-- What the task asks --
Copy out all the entries below, requests included, scaling every bounding-box coordinate in the answers by 0.75 and rounding each result to a whole number, with halves rounded up. Keep the numbers in the requests and their format samples unchanged, and leave the pictures out.

-- Material for the task --
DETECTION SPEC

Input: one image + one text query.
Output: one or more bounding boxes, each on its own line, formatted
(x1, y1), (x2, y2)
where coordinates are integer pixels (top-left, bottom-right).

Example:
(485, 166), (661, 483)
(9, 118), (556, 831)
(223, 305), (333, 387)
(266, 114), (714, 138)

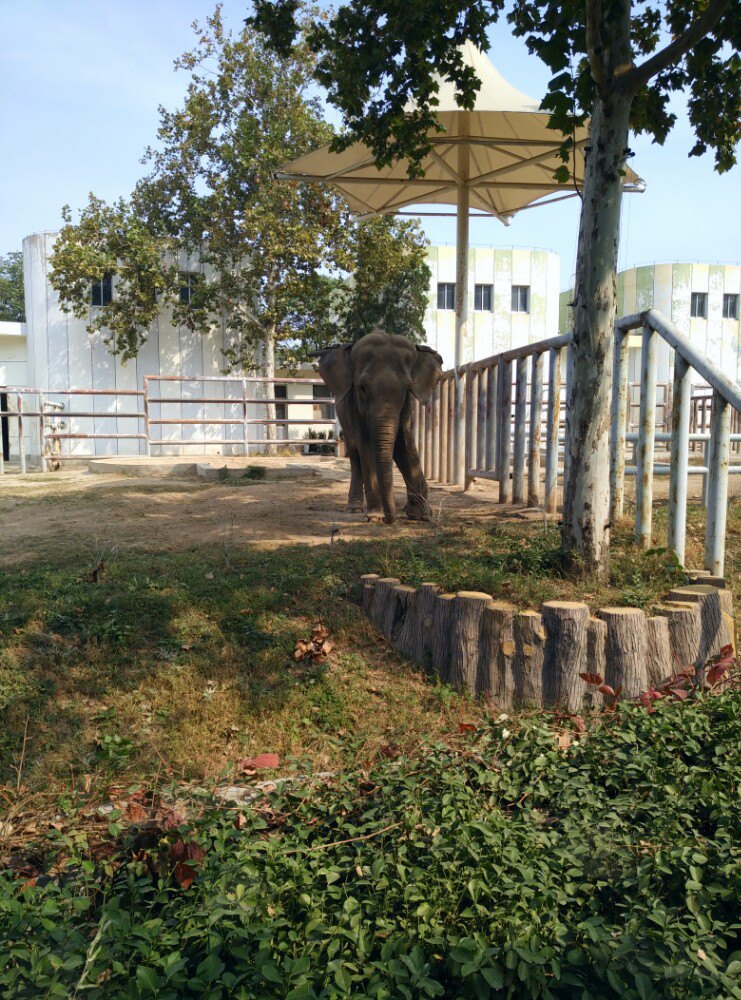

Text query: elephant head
(319, 330), (442, 522)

-- Answer to this problem --
DETECTION SPEC

Input: one image + one text query.
Output: one or more bounding boxes, each on its own line, formatted
(x1, y1), (x2, y2)
where coordinates are integer pixels (top-left, bottom-right).

Example:
(485, 166), (661, 483)
(9, 118), (556, 831)
(223, 305), (333, 387)
(266, 114), (714, 138)


Text query: elephant head
(239, 248), (332, 392)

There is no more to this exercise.